* [Problem to solve]
Please find each line in the entries below that contains the word "polo", and copy those lines out in full.

## Begin Dataset records

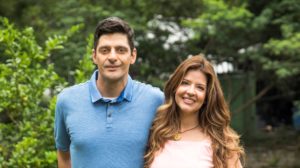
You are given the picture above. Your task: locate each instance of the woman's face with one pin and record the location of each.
(190, 94)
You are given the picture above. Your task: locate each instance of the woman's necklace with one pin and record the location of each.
(177, 135)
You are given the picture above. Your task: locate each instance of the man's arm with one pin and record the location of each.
(63, 159)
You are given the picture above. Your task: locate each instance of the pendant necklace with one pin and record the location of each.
(177, 135)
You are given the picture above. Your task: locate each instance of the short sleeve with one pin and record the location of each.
(62, 138)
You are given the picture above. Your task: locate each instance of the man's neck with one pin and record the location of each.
(111, 88)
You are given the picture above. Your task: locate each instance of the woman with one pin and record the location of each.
(192, 128)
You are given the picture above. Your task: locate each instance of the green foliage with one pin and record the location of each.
(28, 82)
(86, 67)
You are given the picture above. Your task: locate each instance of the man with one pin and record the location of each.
(105, 121)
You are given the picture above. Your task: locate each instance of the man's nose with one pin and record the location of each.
(112, 55)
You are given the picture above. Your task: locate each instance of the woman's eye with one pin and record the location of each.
(184, 83)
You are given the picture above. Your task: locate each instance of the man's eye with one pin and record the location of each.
(121, 50)
(104, 50)
(184, 83)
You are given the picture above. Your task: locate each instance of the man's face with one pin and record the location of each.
(113, 57)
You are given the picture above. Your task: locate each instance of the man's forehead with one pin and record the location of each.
(116, 39)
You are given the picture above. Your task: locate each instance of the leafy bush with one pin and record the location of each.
(27, 81)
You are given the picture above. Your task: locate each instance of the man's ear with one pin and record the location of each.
(133, 56)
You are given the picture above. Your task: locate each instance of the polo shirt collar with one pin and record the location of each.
(126, 93)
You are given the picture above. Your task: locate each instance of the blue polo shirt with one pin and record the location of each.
(105, 133)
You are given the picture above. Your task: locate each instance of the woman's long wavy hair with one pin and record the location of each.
(214, 116)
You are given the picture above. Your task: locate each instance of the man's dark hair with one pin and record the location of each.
(114, 25)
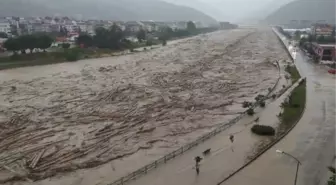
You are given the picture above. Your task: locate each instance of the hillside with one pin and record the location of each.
(305, 10)
(104, 9)
(207, 8)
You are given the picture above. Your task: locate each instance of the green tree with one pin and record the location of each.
(191, 27)
(85, 40)
(302, 41)
(12, 44)
(141, 35)
(115, 36)
(3, 35)
(27, 42)
(320, 39)
(297, 34)
(101, 38)
(44, 42)
(65, 45)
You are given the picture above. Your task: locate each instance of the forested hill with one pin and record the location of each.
(314, 10)
(124, 10)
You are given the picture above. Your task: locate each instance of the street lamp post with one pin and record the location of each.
(297, 165)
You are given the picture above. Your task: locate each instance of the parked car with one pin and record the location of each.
(332, 71)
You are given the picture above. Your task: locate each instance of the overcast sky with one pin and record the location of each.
(234, 10)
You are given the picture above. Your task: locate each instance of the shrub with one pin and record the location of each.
(259, 97)
(247, 104)
(250, 111)
(263, 130)
(65, 45)
(71, 55)
(262, 104)
(164, 43)
(149, 43)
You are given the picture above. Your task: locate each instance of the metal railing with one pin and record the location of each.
(185, 148)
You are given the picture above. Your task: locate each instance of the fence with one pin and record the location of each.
(183, 149)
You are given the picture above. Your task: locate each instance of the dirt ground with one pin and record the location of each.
(93, 121)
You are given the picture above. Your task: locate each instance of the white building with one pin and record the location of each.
(5, 27)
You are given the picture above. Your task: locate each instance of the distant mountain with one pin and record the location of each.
(265, 10)
(206, 8)
(313, 10)
(124, 10)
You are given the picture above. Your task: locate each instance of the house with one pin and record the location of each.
(150, 26)
(133, 26)
(5, 26)
(182, 25)
(325, 30)
(325, 52)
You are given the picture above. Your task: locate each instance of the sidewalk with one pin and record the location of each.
(224, 157)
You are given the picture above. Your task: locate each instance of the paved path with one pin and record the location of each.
(224, 158)
(312, 140)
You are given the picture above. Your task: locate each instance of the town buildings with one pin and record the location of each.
(5, 26)
(325, 30)
(326, 52)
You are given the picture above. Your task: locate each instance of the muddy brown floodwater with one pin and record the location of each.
(103, 118)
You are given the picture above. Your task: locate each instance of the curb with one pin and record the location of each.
(221, 127)
(267, 148)
(278, 139)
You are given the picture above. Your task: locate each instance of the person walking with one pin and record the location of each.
(197, 166)
(232, 140)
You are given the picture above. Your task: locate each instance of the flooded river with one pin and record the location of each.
(107, 117)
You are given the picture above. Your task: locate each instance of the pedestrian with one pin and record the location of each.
(231, 138)
(197, 166)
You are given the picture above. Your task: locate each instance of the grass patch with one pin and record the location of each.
(332, 179)
(295, 76)
(294, 107)
(263, 130)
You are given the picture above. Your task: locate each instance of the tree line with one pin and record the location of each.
(31, 42)
(115, 37)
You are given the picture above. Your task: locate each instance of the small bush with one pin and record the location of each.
(149, 43)
(259, 97)
(247, 104)
(250, 112)
(65, 45)
(295, 105)
(263, 130)
(71, 55)
(262, 104)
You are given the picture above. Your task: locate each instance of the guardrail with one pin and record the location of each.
(183, 149)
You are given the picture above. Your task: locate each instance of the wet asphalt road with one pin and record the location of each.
(316, 145)
(312, 141)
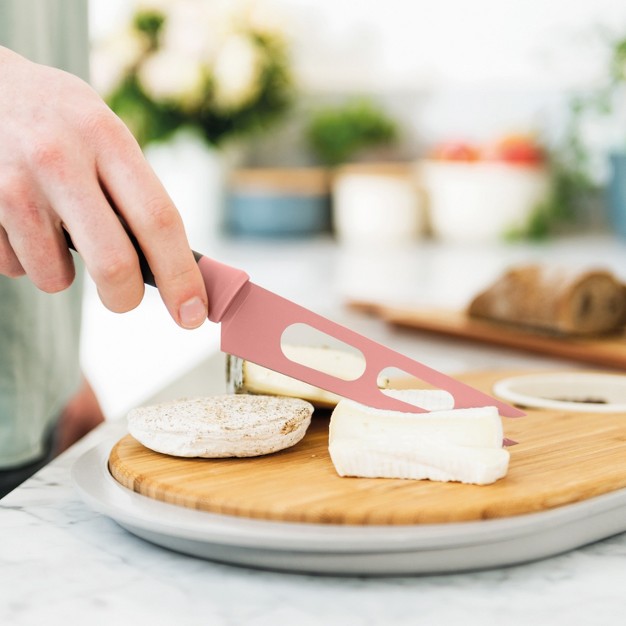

## End Dataset records

* [Solution for this exercise]
You are given the picture above. Your task: locate each instance of the polo shirt collar with one pin and record the location of each.
You are given the picture above. Your task: locate each instance of the blue polo shirt with one pin and record the location of each.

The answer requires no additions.